Задание 1. Проверьте, согласуются ли с текстом об Уланде три утверждения: (а) в стихотворении «Замок в лесу» автор относится к героям несколько иронично; (б) в «Трёх замках» певцу дороже всего самый старый замок; (в) стихотворение «Замок в лесу» написано в 1810 году. На каждое утверждение ответьте «да» или «нет» и приведите решающие слова текста дословно.
Задание 2. Изложите в виде краткого списка абзац текста об Уланде, начинающийся словами «И где на свет родятся были». Сохраните его основные факты.
Задание 3. Продолжите текст об Уланде после его последнего предложения.

Текст для чтения.
**********
Будь проклят, враг поэтов и песен супостат! Венцом кровавой славы тебя не наградят, Твоя сотрётся память, пустым растает сном, Как тает вздох последний в безмолвии ночном [37; 64]. В этом стихотворении необычайно талантливо передана мысль о силе поэтического голоса, о его соприкосновении с небесными тайнами. Очень часто слова поэта оказываются вещими, и иногда они оказываются сильнее огня и меча:

А где был сад зелёный, там сушь да зной песков, Ни дерева, ни тени, ни свежих родников. Король забыт, он — призрак без плоти, без лица. Он вычеркнут из мира проклятием певца! [37; 64]. Таким образом, в данном образце лирического произведения, Уланд, используя традиционный для миннезанга образ странствующего поэта, выходит за рамки жанра, придавая своему стихотворение общечеловеческое звучание. В некоторых случаях героями стихотворений являются сами миннезингеры:

Миннезингеры поют, Соревнуясь, в залах, — Хор синиц и соловьёвИ дроздов удалых[37; 53]. Но в данном случае (стихотворение «Замок в лесу», 1810) отношение автора к героям несколько ироничное. Он считает (это прочитывается между строк), что место поэта не во дворце, не в замке, а на воле, среди лесов и полей, там, где его фантазию и чувство ничего не сдерживает. И если в предыдущем стихотворении взгляд автора происходит изнутри, из замка, то в «Трёх замках» герой озирает их извне:

Приверженный родному краю, Там на три замка я взираю, И я, певец благополучный, Чей путь привычный, но не скучный

Пролёг и в поле и в дубраве, О них умалчивать не вправе [37; 70]. Странствующий певец подробно описывает все три замка, что говорит о его немалом поэтическом даре. И несмотря на давний возраст первых двух замков, герой более всего подчёркивает то обстоятельство, что от них всё равно остаются одни руины и ничего более. Но вот третий замок, самый юный, дорог его сердцу по той причине, что там он узнал любовь:

И в мире замка нет уютней, Чем тот, где с Клелией моею

Всем сердцем уповать я смею, Что замок маленький не тесен, Когда живёт в нём столько песен

И где на свет родятся были О том, как с нею мы любили [37; 70]. Эта баллада, витиевато и романтически воспевающая любовь, является наиболее типичным примером подражания поэзии миннезангов. О том, что написанное поэтом, останется людям и после его смерти, говорится в стихотворении «Возвращение певца». Здесь мы сразу встречаем интересное противоречие: поэт умер, а название гласит о его возвращении. Что же подразумевает Уланд под этим противоречием? Ведь вся первая половина стихотворения говорит о смерти:

Стихи, что подарил он миру, На гробе свитками лежат, Рука привычно держит лиру, Но струны больше не дрожат [37; 70]. Дальше — больше. Автор повествует о том, что могильный сон его очень глубок, а утрата очень велика. Кажется, нет никакой надежды, что поэт воскреснет. Но — происходит обратное:

Но каждый раз порой зелёной

На зависть прошлым временам, Помолодевший, просветлённый, Певец опять приходит к нам. Ему по нраву жизнь живая, А не времён минувших прах;

Поэта мёртвым называя, Они живут в его стихах [37; 71]. А. Гугнин отмечает, что в стихотворениях Уланда большое место за-нимают образы поэтов: реально существовавших, а также легендарных или вымышленных самим Уландом. Трубадуры и миннезингеры, Данте и Петрарка, Бертран де Борн и, наконец, символический певец (как в балладе «Проклятие певца») — все эти образы приподняты и возвышены.
**********
Исходные строки.
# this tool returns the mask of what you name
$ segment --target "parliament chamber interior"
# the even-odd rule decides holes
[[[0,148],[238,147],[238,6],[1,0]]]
**********
Ответ 1.
(а) Да: «отношение автора к героям несколько ироничное».
(б) Нет: «Но вот третий замок, самый юный, дорог его сердцу по той причине, что там он узнал любовь».
(в) Да: «(стихотворение «Замок в лесу», 1810)».

Ответ 2.
- Цитата из баллады заканчивается строками о том, как герой любил Клелию.
- Эта баллада витиевато и романтически воспевает любовь и служит наиболее типичным примером подражания поэзии миннезангов.
- Стихотворение «Возвращение певца» говорит о том, что написанное поэтом останется людям и после его смерти.
- В нём есть противоречие: поэт умер, а название говорит о его возвращении.
- Вся первая половина этого стихотворения посвящена смерти.

Ответ 3.
Гугнин пишет: «Тема поэта и поэзии занимает принципиально важное место в творчестве Уланда. Она выражает характерное для романтизма представление о поэзии как средоточии высших ценностей жизни, о безграничном могуществе поэтического слова"[11; 9]. Итак, мысль о безграничном могуществе поэтического слова в поэзии Уланда совершенно естественно перерастала в идею о высоком общественном назначении искусства. И это ещё одно качественное отличие лирики Уланда от поэзии миннезингеров при сохранении их традиций. Итак, образ поэта-странника в лирике Уланда не является статичным, избранным раз и навсегда с одними и теми же качествами. Он может быть ироничным, серьёзным, строгим, весёлым, тоскующим, грозным, мстящим, но всегда — справедливым и служащим добру, как и сам создатель этого образа — поэт Людвиг Уланд. Как уже говорилось, в миннезанге для философско-религиозных раз-мышлений существовал такой жанр, как шпруц. Отражение его черт можно найти и в поэзии Уланда. Так, в стихотворении «Старый рыцарь» конкретный сюжет с конкретным героем восходит к библейскому мотиву, заключённому в широко известной истине: что посеешь, то и пожнёшь. Не зря в стихотворении фигурирует и олива, которая в библейской символике значится как Божье благословение.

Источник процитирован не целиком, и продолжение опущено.